◆ **What you have to do**
The entries need to be copied exactly.

◆ **Supplied information**

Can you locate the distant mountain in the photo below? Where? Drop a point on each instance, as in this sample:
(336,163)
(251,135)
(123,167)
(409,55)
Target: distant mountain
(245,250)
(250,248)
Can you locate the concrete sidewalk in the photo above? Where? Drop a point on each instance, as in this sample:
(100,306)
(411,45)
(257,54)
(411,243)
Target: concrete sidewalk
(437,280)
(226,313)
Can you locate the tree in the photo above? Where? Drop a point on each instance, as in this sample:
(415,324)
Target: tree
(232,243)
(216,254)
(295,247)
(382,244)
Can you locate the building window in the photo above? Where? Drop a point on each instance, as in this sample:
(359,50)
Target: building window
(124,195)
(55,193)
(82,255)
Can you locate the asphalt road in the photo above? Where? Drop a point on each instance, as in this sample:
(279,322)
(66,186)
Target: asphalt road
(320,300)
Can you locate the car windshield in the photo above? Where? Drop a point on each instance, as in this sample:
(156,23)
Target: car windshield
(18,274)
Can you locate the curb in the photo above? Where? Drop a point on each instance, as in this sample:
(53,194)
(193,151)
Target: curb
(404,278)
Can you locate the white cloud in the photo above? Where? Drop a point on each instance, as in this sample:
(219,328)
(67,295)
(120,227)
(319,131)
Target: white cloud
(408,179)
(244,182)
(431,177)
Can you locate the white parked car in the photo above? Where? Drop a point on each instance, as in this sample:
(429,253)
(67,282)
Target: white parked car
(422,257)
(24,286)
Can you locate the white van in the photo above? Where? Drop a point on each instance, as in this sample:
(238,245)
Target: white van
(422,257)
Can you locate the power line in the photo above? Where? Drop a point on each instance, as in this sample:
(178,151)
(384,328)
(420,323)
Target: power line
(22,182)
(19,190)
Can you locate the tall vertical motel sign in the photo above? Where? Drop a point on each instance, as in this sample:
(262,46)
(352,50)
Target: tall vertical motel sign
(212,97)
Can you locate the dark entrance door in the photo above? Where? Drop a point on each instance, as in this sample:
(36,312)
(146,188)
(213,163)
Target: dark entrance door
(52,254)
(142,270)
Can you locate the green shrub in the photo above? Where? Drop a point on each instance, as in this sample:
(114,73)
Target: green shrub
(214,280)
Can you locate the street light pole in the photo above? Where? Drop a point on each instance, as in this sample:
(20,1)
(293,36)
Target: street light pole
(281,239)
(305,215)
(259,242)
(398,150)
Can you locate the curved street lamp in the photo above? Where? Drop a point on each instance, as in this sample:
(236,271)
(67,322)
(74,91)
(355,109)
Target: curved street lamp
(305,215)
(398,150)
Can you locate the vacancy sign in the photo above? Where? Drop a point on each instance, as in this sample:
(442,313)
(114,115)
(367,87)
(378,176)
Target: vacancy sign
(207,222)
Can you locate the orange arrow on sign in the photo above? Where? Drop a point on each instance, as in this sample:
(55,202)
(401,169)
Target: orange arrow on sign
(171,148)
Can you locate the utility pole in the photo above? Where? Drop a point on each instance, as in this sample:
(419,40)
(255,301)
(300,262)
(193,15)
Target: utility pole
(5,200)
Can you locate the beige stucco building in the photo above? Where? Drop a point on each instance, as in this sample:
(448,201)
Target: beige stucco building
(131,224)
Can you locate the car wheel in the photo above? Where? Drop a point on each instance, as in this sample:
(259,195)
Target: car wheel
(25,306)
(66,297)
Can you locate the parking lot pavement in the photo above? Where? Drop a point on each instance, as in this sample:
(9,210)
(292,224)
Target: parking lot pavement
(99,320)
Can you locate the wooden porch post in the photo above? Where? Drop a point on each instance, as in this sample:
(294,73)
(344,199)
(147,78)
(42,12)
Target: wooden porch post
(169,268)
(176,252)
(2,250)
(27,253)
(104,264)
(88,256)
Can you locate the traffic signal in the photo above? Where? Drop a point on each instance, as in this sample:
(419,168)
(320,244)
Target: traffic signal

◆ **Response box**
Can you locate the distant mountain in the photo below? Where? Drop a point on each instance, as in this sample:
(336,163)
(251,135)
(123,167)
(409,55)
Target: distant mountain
(245,250)
(250,248)
Can you locate the concrete sidewalk in the photo above? Where? Drop a point on each instance, as in this sample:
(100,306)
(411,45)
(257,54)
(411,243)
Target: concrete sidewalk
(437,280)
(226,313)
Can you locate the tree in the photo above? Where? Drop a point on each instance, as in this sample:
(415,324)
Target: tree
(232,243)
(216,254)
(295,247)
(382,244)
Can you locate the building window in the photo above? Where? Drop a point on each instance, as in this sample:
(359,50)
Target: building window
(124,195)
(55,193)
(82,255)
Can you locate the asphalt road in the photo above? Where? Drop a point on each instance, as in this sample:
(279,322)
(66,186)
Target: asphalt road
(320,300)
Can you locate the car windshield in the photo above? Where? Drop a point on each instance, as in this sample:
(156,23)
Target: car windshield
(18,274)
Can you locate the curb in the photo above? Where? Drop a point on each instance, as in this sample:
(53,194)
(193,151)
Target: curb
(404,278)
Can you locate the white cloud in the photo above? Where? Drop a point on each instance, as in this sample:
(219,328)
(67,295)
(120,227)
(319,131)
Target: white cloud
(408,179)
(244,182)
(431,177)
Can you locate the white parked car in the photo above? Where? Drop a point on each instance, as in this sample:
(429,253)
(67,282)
Target: white parked car
(422,257)
(24,286)
Can you locate the white van in the photo above? Where? Drop a point on each instance, as in this sample:
(238,245)
Target: white van
(422,257)
Can you locate the power line in the photo above? Where? Drop a point on each instance, as in this sample:
(178,151)
(384,328)
(420,323)
Target: power line
(22,182)
(19,190)
Can you locate the tall vertical motel sign in the photo above? Where? Drop a point on each instance, as in this sample:
(262,46)
(352,50)
Target: tall vertical motel sign
(212,97)
Can you locate the dark entrance door in the photo above? Where? Drop a point on each instance, as in this sample:
(36,312)
(146,188)
(213,163)
Target: dark entrance door
(52,254)
(142,270)
Can you locate the green shrub in the photo above? Where? Drop a point on each instance, as in this sample:
(114,73)
Target: green shrub
(214,280)
Can you locate the street light pole in the photo above? Where? Drop a point on each instance, as in this sample:
(20,1)
(293,36)
Target: street light pole
(281,239)
(305,215)
(259,242)
(398,150)
Can you locate the curved street lamp in the photo above? Where? Drop a point on each instance, as in this sample:
(236,271)
(67,322)
(74,91)
(355,109)
Target: curved street lamp
(305,215)
(398,150)
Can you locate the vacancy sign in the photo above? Where? Drop a point on each instance, as in this sample:
(442,313)
(114,115)
(367,87)
(378,176)
Target: vacancy sign
(207,222)
Can you locate the orange arrow on sign in the photo above? Where? Drop a point on each instance, as in this sample:
(55,202)
(401,169)
Target: orange arrow on sign
(171,148)
Can you locate the utility pole in the photo above? Where? Drop a point on each instance, as in this sample:
(419,40)
(255,301)
(300,262)
(193,15)
Target: utility pole
(5,200)
Can you locate the beige stucco building in the photo above? Where? Drop a point on each instance, as in this sample:
(448,201)
Target: beige stucco building
(131,224)
Can you locate the car wheel in the photo above? Where? Drop a point on each instance, as in this sample:
(259,195)
Target: car wheel
(25,306)
(66,297)
Can you locate the parking lot pavement in the photo above? Where? Drop a point on each instance, as in this sample:
(9,210)
(292,224)
Target: parking lot pavement
(99,320)
Can you locate the wooden porch post in the photo above? Where? Drop a point on each instance, as in this sample:
(294,73)
(344,199)
(147,78)
(42,12)
Target: wooden porch post
(169,268)
(176,252)
(2,250)
(27,253)
(104,264)
(88,256)
Can you locate the traffic signal in the photo above? Where? Drop a point on each instance, as in this sample:
(419,168)
(320,244)
Target: traffic signal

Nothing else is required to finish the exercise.